#### SET PROBLEM
Gather every line of the material below that contains the string "interior", copying each line in full.

#### SUPPLIED MATERIAL
>> BEGIN
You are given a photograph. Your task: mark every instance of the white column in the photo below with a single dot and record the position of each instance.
>> END
>> BEGIN
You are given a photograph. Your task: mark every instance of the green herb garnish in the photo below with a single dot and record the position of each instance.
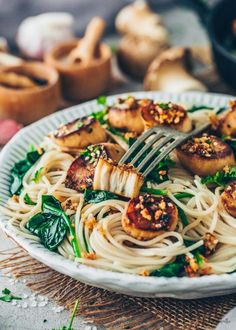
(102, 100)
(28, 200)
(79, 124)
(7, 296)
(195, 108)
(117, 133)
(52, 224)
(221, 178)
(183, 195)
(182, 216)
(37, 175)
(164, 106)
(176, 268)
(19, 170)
>> END
>> BEGIN
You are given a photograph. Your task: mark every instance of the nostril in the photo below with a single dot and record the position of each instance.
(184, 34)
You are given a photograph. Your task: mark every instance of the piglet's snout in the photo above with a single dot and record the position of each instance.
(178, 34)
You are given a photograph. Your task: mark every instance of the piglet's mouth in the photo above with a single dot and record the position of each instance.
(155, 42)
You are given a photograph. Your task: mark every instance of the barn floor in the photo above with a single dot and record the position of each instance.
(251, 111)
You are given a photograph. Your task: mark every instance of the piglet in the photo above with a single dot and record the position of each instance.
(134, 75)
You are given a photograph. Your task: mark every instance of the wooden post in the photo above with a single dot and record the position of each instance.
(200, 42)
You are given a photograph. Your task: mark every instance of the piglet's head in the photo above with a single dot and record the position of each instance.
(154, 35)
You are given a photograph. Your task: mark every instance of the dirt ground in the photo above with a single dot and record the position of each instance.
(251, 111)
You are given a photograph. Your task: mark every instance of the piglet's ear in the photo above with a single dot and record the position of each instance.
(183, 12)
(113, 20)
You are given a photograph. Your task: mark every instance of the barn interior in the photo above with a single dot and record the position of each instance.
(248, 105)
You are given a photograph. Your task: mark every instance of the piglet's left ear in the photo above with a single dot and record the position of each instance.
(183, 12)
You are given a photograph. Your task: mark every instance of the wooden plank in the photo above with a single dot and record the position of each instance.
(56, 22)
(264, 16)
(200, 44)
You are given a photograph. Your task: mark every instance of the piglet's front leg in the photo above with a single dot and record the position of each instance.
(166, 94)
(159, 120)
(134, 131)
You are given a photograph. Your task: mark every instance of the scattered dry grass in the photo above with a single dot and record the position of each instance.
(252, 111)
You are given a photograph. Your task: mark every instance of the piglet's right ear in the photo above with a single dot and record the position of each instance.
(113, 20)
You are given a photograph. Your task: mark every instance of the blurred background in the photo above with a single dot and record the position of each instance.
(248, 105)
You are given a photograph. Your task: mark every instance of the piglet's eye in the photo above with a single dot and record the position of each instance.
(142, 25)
>> END
#### FULL ANSWER
You are given a photograph. Your task: mark every instance of the barn interior in the photo above with a single dot and record the position of each instance.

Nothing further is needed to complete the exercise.